Finalists were peppered with questions by the moderator: Questions about the world cultures, religions, languages, landmarks, water bodies, boundaries, landforms and more.

In the end, Berry-Gaviria was one of just five students remaining. Asked which south Asian nation harbors the last remaining populations of the endangered Asian lion, he and Quinn Straus of Damariscotta incorrectly answered Thailand. Having tied for fourth, the two walked off stage.

“I was happy that I’d made it that far,” said Berry- Gaviria. “I consider myself lucky to have made it to the finals when so many other competitors like Elinore were just as qualified to be a finalist as I was. The three who beat me certainly deserved to win and I want to congratulate all of them.”

When the dust cleared from the next flurry of questions, Matthew Chase, an eighth grader from Wells Junior High School, had won the Maine State Championship. Second place went to eighth grader Eric Youth of Portland, and third place to fifth grader Haden Buzzell of West Newfield.

Given problem A
Reproduce the passage about the state championship finals word for word.

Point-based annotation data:
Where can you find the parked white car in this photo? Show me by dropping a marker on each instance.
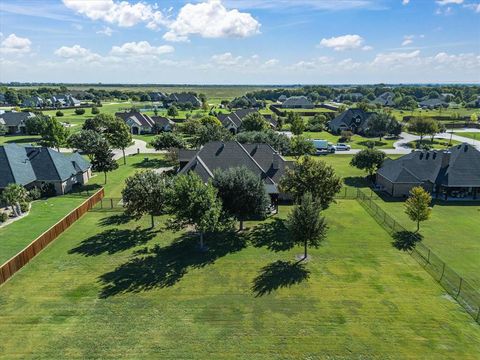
(342, 146)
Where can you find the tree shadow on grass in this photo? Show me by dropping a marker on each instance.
(152, 163)
(118, 219)
(112, 241)
(273, 235)
(161, 267)
(356, 181)
(277, 275)
(406, 240)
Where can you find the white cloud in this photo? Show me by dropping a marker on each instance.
(396, 58)
(407, 40)
(474, 7)
(76, 52)
(107, 31)
(122, 13)
(14, 44)
(141, 48)
(341, 43)
(448, 2)
(211, 20)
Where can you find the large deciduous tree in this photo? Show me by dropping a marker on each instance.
(145, 193)
(13, 195)
(417, 206)
(369, 160)
(193, 203)
(313, 176)
(242, 193)
(118, 135)
(306, 225)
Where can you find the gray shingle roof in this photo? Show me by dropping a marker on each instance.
(13, 118)
(258, 158)
(25, 165)
(459, 166)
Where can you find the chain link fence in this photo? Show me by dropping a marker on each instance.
(457, 287)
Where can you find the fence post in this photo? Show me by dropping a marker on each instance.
(443, 271)
(459, 287)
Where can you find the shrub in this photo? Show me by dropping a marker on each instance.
(3, 217)
(35, 193)
(24, 206)
(48, 190)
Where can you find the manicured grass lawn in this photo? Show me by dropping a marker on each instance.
(122, 291)
(438, 143)
(45, 213)
(357, 141)
(472, 135)
(453, 233)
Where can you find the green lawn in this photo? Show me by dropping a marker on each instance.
(470, 135)
(105, 289)
(452, 233)
(45, 213)
(357, 141)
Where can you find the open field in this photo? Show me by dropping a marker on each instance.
(470, 135)
(45, 213)
(356, 142)
(452, 233)
(105, 289)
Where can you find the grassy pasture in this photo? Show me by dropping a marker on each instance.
(110, 288)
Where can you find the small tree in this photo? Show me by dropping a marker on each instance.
(85, 140)
(298, 125)
(417, 206)
(118, 135)
(13, 195)
(167, 140)
(313, 176)
(102, 160)
(53, 134)
(172, 111)
(369, 160)
(254, 122)
(306, 225)
(242, 193)
(145, 193)
(193, 203)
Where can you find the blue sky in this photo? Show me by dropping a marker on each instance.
(240, 41)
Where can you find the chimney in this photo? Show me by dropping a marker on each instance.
(276, 161)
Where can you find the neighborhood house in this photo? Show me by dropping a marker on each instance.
(261, 159)
(15, 121)
(36, 166)
(454, 173)
(355, 120)
(144, 124)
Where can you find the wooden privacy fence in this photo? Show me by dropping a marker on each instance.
(28, 253)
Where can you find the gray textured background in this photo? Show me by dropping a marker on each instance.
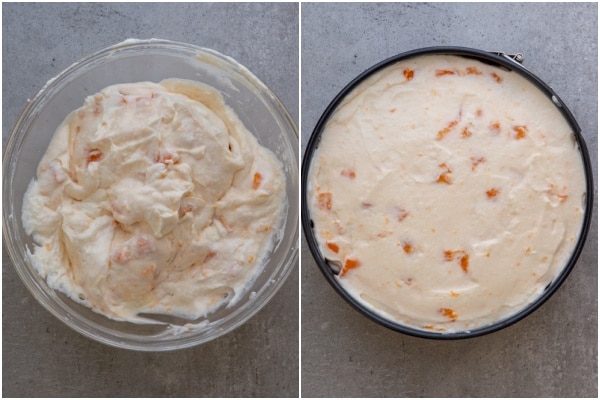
(551, 353)
(41, 356)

Given problem B
In the entries, rewrite the stretch from the line containing "Where can you find the chain" through the end of the entries, changing "fence" to "barrier" and leaving everything else unchanged. Omit the pictures from your answer.

Problem solution A
Finalists were peppered with questions by the moderator: Questions about the world cultures, religions, languages, landmarks, water bodies, boundaries, landforms and more.

In the end, Berry-Gaviria was one of just five students remaining. Asked which south Asian nation harbors the last remaining populations of the endangered Asian lion, he and Quinn Straus of Damariscotta incorrectly answered Thailand. Having tied for fourth, the two walked off stage.

“I was happy that I’d made it that far,” said Berry- Gaviria. “I consider myself lucky to have made it to the finals when so many other competitors like Elinore were just as qualified to be a finalist as I was. The three who beat me certainly deserved to win and I want to congratulate all of them.”

When the dust cleared from the next flurry of questions, Matthew Chase, an eighth grader from Wells Junior High School, had won the Maine State Championship. Second place went to eighth grader Eric Youth of Portland, and third place to fifth grader Haden Buzzell of West Newfield.

Problem solution B
Where can you find the chain link barrier in this photo? Show me by dropping a marker on each instance.
(457, 287)
Where can you find the barrier post in this photo? Show me by dropping a marker on each instance.
(443, 271)
(459, 287)
Where can you find the shrub in this photo? Show me by dropping a marker on each instance.
(3, 217)
(35, 193)
(24, 206)
(48, 190)
Where can you find the manicured grass lawn in this photo? Show me by dropping a marker on each instance.
(122, 291)
(438, 143)
(45, 213)
(357, 141)
(472, 135)
(453, 233)
Where can you find the green lawn in this photo? Show me by dropping a marker on each instance.
(470, 135)
(105, 289)
(452, 233)
(45, 213)
(357, 141)
Where can you find the open field in this photo? Show me by dropping a marker on each instance.
(470, 135)
(45, 213)
(356, 142)
(452, 233)
(105, 289)
Where can you find the grassy pasture in this photo? Show me by dropping a marker on each instance.
(110, 288)
Where can you find the small tree in this photo? Show me by dropping a marker on each instance.
(85, 140)
(298, 125)
(417, 206)
(118, 135)
(13, 195)
(167, 140)
(313, 176)
(102, 160)
(53, 134)
(172, 111)
(369, 160)
(254, 122)
(306, 225)
(242, 193)
(145, 193)
(193, 203)
Where can you find the blue sky in this photo? Show me by dropping a marker on each instance.
(240, 41)
Where can you find the chimney in this photo? Show me by dropping a marker on each instance.
(276, 161)
Where can you find the neighborhood house in this photo? Show me by dropping a marker on each instance.
(261, 159)
(15, 121)
(36, 166)
(454, 173)
(355, 120)
(144, 124)
Where can you find the wooden privacy barrier in this photo? Show me by dropping a marker on each instance.
(28, 253)
Where can you find the gray textured background in this photo? Show me by dropping a marker on each instance.
(551, 353)
(41, 356)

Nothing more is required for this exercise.